§ **DOCUMENT EXTRACT**
┄┄┄┄┄┄
After fitting Heidenhain linear scales to four traditional lathes at TRW, tests confirmed that these machine tools were now ready to meet the demanding needs of TRW’s ± 0.001" requirements for their Ford SUV parts.
TRW has been making parts for the automotive industry for many years, but when Ford Automotive considered giving them the contract to manufacture the rear toe-links for their Navigator and Expedition SUVs, their traditional lathes were just not accurate enough for the task, according to TRW insiders. The solution was to upgrade the lathes with Heidenhain linear encoders and tackle the job.
Accuracies of ± 0.001"
┄┄┄┄┄┄
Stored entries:

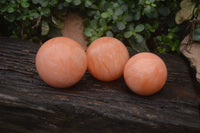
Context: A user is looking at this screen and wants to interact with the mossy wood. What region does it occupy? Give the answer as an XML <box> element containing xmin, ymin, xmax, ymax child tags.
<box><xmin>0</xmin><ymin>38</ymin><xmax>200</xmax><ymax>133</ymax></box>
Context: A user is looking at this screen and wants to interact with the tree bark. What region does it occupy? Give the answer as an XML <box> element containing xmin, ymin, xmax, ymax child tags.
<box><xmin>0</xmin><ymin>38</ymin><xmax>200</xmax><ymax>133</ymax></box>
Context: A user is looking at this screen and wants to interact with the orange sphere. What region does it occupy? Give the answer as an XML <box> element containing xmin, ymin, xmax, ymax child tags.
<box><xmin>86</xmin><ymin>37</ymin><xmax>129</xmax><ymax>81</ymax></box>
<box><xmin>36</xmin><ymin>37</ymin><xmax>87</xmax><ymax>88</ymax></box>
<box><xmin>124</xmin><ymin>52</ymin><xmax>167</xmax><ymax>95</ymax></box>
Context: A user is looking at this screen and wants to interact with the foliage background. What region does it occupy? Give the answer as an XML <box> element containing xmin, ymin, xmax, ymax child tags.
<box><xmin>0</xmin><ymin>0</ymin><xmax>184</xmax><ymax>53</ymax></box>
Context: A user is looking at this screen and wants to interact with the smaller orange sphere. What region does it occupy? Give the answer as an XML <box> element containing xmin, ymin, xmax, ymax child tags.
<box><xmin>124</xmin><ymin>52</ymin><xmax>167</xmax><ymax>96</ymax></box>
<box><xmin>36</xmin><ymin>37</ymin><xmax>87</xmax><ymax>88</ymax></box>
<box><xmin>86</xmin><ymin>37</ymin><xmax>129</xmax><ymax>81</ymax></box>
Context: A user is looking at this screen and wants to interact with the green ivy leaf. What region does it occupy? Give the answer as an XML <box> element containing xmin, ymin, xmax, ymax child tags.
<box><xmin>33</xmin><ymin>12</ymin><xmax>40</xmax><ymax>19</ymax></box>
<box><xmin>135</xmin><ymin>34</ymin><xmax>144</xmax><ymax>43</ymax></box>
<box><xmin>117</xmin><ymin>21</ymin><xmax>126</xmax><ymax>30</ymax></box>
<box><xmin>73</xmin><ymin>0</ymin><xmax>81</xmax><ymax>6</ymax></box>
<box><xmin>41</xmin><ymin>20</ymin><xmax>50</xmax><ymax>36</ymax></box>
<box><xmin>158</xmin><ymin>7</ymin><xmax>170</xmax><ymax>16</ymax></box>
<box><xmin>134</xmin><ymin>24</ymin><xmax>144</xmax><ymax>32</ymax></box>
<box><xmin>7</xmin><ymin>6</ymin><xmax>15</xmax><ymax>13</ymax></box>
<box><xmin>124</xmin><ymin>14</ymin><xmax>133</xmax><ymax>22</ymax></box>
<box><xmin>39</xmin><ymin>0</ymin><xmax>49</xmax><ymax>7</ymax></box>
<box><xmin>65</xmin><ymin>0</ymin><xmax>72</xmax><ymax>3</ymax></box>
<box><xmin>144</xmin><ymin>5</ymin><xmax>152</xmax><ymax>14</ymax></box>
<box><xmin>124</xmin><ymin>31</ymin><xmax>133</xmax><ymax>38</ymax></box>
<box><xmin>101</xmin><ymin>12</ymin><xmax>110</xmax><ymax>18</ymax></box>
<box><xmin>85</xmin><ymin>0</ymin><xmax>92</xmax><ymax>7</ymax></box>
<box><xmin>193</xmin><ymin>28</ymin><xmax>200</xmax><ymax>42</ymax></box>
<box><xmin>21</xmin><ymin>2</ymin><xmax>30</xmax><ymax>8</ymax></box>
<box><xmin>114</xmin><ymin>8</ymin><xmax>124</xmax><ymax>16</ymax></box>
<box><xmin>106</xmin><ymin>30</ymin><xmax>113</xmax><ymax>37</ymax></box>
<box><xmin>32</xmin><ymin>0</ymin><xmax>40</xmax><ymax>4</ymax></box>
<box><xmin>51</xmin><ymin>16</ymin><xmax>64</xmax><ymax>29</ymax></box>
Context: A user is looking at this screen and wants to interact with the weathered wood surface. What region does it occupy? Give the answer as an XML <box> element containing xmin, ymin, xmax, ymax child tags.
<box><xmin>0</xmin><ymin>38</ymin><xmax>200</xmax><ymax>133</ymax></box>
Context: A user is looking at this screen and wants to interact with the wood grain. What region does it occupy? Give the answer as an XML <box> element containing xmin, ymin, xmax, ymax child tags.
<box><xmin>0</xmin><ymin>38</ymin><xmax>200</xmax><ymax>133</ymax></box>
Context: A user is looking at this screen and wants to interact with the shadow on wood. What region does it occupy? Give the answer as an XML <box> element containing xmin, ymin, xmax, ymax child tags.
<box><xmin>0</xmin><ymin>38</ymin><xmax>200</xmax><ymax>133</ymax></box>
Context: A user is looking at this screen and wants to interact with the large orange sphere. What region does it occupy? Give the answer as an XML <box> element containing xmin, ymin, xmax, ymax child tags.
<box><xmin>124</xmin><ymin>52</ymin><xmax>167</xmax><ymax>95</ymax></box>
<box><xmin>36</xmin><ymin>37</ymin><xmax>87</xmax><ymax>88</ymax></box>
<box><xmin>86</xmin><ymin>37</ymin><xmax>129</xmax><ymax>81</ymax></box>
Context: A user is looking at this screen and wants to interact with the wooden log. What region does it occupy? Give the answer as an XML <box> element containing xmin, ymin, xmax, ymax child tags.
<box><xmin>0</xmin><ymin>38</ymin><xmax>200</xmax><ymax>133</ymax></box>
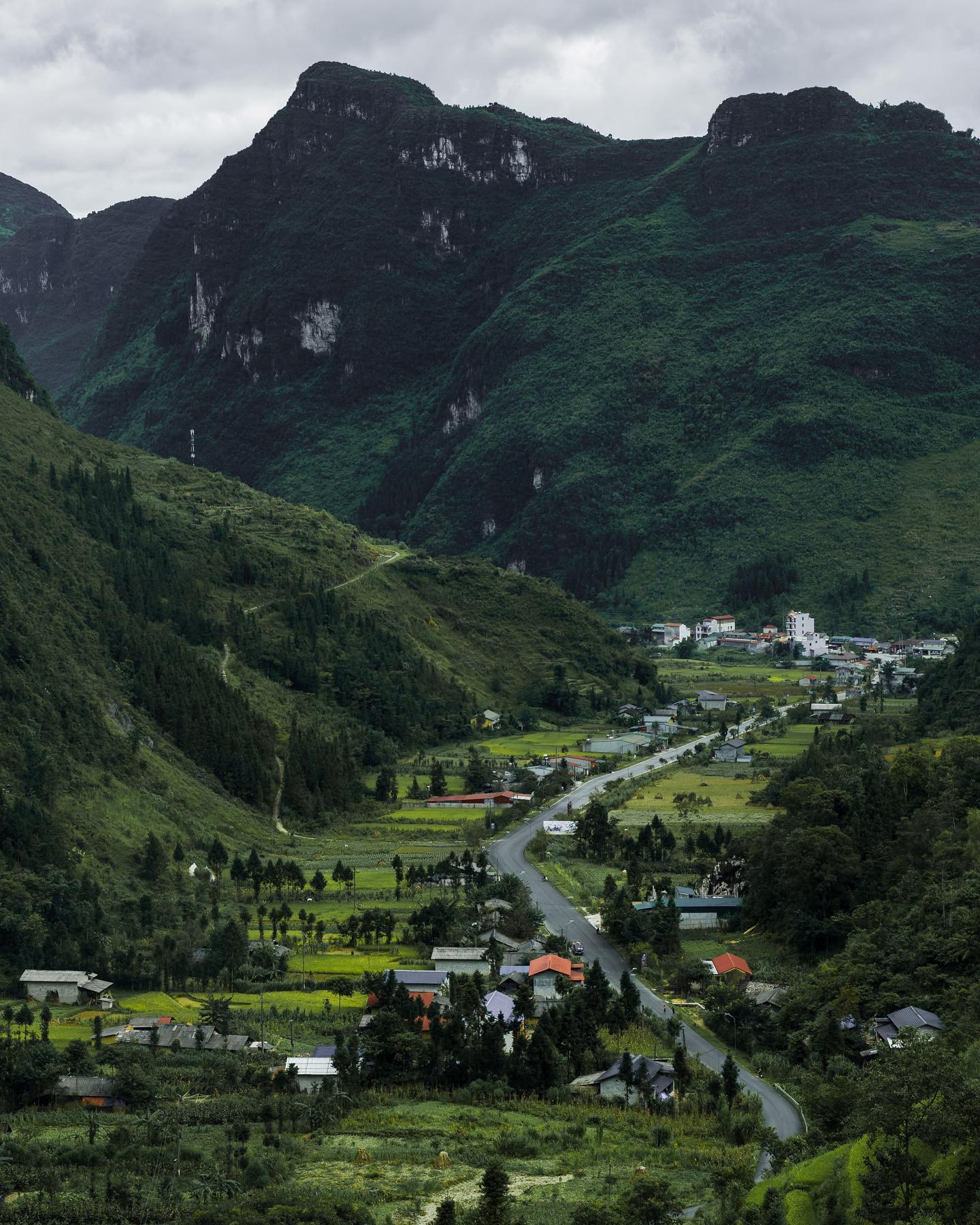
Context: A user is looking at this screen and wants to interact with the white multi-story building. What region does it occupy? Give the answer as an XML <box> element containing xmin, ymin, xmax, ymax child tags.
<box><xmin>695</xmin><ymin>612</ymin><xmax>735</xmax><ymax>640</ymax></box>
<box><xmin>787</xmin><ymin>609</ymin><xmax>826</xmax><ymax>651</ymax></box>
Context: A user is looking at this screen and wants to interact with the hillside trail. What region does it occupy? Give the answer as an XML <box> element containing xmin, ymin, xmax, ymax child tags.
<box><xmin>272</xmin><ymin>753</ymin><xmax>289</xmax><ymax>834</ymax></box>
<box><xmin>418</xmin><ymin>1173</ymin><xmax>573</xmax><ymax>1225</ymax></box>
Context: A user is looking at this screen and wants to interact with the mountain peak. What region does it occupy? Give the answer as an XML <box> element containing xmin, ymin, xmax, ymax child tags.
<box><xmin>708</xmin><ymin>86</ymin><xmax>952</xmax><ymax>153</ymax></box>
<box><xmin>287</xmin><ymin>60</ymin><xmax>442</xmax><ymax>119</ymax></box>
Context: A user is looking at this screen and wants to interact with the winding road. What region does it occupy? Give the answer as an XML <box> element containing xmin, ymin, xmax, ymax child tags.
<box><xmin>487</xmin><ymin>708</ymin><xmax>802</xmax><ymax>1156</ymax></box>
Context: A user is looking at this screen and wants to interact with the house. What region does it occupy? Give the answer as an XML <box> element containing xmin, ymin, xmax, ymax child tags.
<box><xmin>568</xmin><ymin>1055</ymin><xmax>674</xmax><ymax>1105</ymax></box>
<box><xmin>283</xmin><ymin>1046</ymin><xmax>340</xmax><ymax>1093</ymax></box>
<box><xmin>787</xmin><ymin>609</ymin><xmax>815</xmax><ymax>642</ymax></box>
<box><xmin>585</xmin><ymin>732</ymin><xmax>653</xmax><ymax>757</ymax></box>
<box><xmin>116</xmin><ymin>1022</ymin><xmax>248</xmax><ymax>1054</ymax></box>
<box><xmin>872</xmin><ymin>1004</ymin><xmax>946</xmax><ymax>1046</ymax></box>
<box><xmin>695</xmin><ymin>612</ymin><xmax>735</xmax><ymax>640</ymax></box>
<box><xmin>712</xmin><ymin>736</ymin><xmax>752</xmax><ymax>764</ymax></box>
┄┄┄┄┄┄
§ **CHALLENGES**
a. In the article on TRW's lathe upgrade, which Ford SUVs were the rear toe-links meant for?
b. Write what comes next in the article on TRW's lathe upgrade, picking up after its last line.
The listing was taken from a different source than the text.

§ **EXPECTED OUTPUTS**
a. The Navigator and the Expedition.

b.
The tie rod ends on the Ford rear toe-links feature a ball stud that needs to be round requiring high accuracies and repeatability. “We needed to maintain accuracies of ± 0.001" for this job and this was really pushing the limits of what a standard lathe is capable of holding,” explained Stuart Lockhart, Manufacturing Engineering Supervisor at TRW Automotive Linkage and Suspension Systems Division in St. Catharines, Ontario, Canada. “And because all four of our lathes here only had rotary encoders on motors connected to ballscrews for positioning, we also had backlash and thermal expansion issues that were proving unacceptable to us as well.”
That is when the conversation began with Elliott Matsuura Canada, an established organization serving the high tech metalcutting machining industries with sales and service. “We wanted to not only increase the accuracy of the lathes, but to also take the thermal growth of the ballscrew out of the machines’ equation,” explained Jim Earl, Senior CNC Service Engineer at Elliott. “I have 28 years experience in my job and know that upgrades to Heidenhain linear scales would fix them right up by serving as a reliable direct measurement source as they compensate well for many machine imperfections.”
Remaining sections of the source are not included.